::: Page excerpt

Types of Objects in Linear Algebra

  • Scalars: A number or a 1x1 matrix.
    • Can be confined to various domains eg. ($s \in \mathbb{R}$) is a real-valued scalar and ($n \in \mathbb{N}$) defines a natural number scalar
  • Vectors: An array of numbers. Each number is identified by its index.
    • typically though of as nx1 matrices (ie. column vectors).
      • $x = \begin{bmatrix} x_{1} \\ x_{2} \\ \vdots \\ x_{m} \end{bmatrix}$
      • Can also think of vectors as points embedded in n-dimensional space, with each element representing a coordinate on a different axis
    • Suppose you want to index only certain elements of a vector. Create a set S = {1,3,6} and write $x_{S}$ to denote elements $x_1, x_3, x_6$. $x_{-S}$ refers to complement of $x_{s}$, or all the elements in x excluding $x_1, x_3, x_6$
  • Matrices
    • 2D array of numbers that uses 2 indices.

::::::
::: Material for this exercise

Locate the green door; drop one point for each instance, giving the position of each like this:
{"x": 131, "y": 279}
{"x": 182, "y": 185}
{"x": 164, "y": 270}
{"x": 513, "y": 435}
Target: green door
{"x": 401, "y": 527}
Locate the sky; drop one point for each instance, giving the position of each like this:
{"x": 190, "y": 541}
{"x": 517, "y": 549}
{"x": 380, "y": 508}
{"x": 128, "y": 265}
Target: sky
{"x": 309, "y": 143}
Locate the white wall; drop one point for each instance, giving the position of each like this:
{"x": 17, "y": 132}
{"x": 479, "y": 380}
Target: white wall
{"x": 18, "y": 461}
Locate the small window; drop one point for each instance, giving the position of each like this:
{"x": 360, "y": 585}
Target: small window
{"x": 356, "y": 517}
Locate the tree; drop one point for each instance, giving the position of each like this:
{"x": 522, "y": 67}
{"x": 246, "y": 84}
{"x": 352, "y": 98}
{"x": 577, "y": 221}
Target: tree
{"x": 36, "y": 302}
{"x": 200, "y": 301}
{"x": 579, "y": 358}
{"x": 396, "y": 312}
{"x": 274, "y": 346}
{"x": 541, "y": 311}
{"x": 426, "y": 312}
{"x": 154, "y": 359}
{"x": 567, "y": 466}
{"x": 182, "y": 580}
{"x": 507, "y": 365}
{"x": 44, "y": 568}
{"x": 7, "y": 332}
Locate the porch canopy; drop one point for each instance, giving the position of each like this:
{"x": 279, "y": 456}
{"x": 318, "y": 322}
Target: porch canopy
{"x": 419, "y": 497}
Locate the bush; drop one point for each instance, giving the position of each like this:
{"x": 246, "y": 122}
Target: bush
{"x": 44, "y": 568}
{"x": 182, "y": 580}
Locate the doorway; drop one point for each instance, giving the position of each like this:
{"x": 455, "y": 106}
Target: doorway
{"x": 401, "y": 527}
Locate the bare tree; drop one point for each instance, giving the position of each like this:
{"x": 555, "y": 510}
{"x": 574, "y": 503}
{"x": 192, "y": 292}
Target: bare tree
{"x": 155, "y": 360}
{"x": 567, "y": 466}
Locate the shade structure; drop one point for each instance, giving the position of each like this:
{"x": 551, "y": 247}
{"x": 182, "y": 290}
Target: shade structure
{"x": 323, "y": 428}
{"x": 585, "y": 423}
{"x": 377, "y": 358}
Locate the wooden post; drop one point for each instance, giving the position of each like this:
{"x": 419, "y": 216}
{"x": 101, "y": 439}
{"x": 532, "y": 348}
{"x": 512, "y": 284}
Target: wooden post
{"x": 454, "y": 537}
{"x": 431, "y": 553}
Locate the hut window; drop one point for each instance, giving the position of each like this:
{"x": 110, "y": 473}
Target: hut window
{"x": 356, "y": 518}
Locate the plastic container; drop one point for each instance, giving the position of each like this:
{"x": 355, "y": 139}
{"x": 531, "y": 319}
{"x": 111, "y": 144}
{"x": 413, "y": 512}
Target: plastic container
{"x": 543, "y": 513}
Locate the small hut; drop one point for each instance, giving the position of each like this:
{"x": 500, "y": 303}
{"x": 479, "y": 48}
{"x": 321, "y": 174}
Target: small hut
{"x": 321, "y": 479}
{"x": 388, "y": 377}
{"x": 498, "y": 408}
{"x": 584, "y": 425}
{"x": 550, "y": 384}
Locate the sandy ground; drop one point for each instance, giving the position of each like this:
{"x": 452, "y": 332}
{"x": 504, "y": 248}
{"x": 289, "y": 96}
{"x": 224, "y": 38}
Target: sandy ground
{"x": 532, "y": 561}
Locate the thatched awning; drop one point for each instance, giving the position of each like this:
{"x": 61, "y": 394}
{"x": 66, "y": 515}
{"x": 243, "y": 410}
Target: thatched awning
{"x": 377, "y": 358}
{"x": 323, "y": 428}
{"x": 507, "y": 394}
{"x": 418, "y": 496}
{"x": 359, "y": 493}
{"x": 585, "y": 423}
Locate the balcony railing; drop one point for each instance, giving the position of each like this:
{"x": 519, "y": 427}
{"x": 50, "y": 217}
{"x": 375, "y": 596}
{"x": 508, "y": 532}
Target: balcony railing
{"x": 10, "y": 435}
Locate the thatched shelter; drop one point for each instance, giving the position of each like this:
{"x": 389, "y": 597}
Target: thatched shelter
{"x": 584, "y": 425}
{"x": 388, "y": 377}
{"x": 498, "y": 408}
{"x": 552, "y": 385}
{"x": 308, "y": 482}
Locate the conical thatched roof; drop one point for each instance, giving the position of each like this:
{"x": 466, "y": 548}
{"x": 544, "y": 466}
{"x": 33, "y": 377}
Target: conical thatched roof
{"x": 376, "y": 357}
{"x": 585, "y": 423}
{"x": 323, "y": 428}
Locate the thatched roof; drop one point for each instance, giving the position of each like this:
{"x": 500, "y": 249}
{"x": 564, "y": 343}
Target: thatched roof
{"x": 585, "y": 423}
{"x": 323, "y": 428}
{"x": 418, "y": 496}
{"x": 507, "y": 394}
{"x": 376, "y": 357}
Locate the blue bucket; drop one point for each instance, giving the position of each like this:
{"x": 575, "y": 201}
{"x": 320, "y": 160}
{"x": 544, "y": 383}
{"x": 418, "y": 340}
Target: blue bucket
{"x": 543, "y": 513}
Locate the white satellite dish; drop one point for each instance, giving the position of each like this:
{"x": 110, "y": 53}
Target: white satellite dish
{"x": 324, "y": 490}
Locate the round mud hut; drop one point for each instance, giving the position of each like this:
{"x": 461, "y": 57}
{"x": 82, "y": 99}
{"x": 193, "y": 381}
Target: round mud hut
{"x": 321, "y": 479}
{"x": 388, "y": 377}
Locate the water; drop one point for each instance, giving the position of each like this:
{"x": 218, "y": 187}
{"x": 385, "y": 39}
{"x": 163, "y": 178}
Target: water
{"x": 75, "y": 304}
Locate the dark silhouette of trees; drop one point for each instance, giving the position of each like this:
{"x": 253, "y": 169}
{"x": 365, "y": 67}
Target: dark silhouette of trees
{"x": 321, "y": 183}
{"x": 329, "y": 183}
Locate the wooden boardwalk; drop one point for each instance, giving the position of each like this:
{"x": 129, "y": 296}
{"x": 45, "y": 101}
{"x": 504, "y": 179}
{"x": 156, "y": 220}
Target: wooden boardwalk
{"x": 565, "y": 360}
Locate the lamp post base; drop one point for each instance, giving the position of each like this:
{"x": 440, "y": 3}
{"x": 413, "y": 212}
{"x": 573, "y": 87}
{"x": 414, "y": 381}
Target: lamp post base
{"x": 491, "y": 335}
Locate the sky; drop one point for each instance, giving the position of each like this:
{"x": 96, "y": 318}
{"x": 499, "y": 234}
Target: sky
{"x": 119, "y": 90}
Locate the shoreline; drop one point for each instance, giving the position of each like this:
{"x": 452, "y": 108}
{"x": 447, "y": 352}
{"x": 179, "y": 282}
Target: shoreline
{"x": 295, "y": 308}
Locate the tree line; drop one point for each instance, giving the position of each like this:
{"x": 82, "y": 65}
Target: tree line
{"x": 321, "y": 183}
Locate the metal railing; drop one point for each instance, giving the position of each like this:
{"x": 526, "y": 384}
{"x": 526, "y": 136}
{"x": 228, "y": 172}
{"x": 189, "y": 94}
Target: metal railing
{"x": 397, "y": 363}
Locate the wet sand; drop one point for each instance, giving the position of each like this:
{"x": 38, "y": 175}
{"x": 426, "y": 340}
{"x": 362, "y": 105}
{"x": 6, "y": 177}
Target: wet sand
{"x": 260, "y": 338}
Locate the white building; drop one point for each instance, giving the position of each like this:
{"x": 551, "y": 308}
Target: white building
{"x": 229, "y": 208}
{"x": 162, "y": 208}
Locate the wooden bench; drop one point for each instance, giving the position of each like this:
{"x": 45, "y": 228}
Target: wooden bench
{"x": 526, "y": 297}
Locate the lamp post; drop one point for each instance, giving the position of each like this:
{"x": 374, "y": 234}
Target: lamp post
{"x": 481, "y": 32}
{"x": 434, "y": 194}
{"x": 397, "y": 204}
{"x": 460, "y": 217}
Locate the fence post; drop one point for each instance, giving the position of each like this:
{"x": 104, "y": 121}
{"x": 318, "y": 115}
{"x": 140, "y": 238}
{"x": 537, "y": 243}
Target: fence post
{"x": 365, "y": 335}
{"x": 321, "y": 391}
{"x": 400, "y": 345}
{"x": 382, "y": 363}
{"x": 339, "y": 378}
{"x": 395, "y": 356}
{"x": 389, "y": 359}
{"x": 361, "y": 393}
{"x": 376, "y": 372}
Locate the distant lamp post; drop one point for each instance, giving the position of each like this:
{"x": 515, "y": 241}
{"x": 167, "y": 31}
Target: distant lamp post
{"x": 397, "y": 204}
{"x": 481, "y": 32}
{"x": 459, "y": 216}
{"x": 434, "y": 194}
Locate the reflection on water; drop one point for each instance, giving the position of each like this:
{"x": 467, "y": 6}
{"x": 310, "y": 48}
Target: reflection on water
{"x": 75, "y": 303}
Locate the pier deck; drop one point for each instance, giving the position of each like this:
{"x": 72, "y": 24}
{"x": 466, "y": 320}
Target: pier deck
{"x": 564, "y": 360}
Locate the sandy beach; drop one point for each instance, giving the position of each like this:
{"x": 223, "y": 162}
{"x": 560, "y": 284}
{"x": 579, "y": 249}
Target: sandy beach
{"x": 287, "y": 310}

::::::

## Exercises
(a) Count the lines in the rows above that contain the string "canopy", treating case as significant. Give only the number.
(b) Please extend the linear algebra notes from the point where they stop.

## Exercise results
(a) 2

(b)
      • if A has m rows and n columns, then $A \in \mathbb{R}^{m \times n}$
      • $A_{i,j}$ denotes the element in the ith row and jth column.
        • You can take slices with a “:”, namely $A_{i,:}$ denotes the horizontal slice at row i and $A_{:,j}$ denotes the vertical slice at col j
      • Can be explicitly written out by elements:
        • $\begin{bmatrix} A_{1,1} & A_{1,2} \\ A_{2,1} & A_{2,2} \\ \end{bmatrix}$
  • Tensors
    • n-dimensional arrays that can have an arbitrary number of indices (like the Levi-Civita tensor $\epsilon_{ijk}$)

Matrix Operations

  • Transpose: taking the mirror image across the diagonal
    • Can also think about it as swapping the rows and columns, or more algebraically $A_{i,j} = A_{j,i}$
    • Can transpose a column vector into a row vector. So another way of writing a column vector is $\begin{bmatrix} x_{1} & x_{2} & x_{3} \end{bmatrix}^{T}$
    • When transposing a product of matrices, you reverse the order, and then transpose individually ie.
      • $(AB)^{T} = B^{T}A^{T}$
  • Multiplication
  • Can multiply matrices by each other. If A is a m × n and B is a n × p matrix, then C is a m × p matrix.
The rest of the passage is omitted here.